Set exercise =>
Return every line from the entries below that contains the word "tree". Case matters, so count only exact-case matches.

Dataset =>
+ + + + + + +

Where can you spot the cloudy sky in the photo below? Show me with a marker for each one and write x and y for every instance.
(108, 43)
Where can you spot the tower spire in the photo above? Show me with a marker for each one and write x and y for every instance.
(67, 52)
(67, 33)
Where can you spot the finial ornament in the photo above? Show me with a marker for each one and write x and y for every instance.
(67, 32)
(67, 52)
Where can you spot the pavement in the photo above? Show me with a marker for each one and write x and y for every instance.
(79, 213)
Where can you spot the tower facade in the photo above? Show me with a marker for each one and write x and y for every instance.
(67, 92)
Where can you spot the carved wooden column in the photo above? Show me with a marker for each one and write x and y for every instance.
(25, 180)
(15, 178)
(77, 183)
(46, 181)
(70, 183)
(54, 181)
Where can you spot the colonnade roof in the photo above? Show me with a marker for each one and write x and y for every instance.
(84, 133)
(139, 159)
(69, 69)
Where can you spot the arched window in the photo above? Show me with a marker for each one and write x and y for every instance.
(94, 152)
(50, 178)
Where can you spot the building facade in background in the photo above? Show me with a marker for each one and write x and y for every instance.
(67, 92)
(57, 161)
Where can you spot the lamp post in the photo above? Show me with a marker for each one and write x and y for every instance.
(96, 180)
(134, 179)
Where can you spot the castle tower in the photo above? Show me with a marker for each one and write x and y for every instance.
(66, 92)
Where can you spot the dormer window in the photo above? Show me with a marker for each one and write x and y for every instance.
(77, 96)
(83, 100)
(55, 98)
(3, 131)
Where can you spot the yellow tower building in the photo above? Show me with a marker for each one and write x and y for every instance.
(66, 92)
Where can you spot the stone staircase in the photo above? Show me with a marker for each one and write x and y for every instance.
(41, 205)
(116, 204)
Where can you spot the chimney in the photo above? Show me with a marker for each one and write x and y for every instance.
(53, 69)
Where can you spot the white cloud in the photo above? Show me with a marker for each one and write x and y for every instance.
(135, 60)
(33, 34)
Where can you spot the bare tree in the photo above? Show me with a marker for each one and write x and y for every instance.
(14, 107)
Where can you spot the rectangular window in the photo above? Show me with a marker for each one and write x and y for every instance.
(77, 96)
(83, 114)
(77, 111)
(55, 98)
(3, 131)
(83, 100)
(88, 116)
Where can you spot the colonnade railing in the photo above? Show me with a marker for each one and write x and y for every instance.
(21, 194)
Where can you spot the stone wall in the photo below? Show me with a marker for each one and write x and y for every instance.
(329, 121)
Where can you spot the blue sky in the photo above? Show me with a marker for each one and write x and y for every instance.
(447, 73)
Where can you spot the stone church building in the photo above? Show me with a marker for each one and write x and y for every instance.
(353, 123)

+ + + + + + +

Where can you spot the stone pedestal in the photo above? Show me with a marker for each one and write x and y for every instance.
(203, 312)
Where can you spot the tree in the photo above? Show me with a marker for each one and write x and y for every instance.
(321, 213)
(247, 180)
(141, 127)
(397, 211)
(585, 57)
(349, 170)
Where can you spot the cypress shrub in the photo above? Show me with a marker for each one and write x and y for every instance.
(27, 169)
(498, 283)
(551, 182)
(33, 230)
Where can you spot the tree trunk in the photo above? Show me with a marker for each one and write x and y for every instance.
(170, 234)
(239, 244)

+ + + + + + +

Written response =>
Where can you spot the bare tree in the photo above? Show me with a marker for each one and write x and y for every instance.
Where can you spot the tree in the photo above? Show me with a marker for each one and write x and y for every instance.
Where can you spot the tree trunk in the photo above? Show me with a marker for each one and write x and y for every instance.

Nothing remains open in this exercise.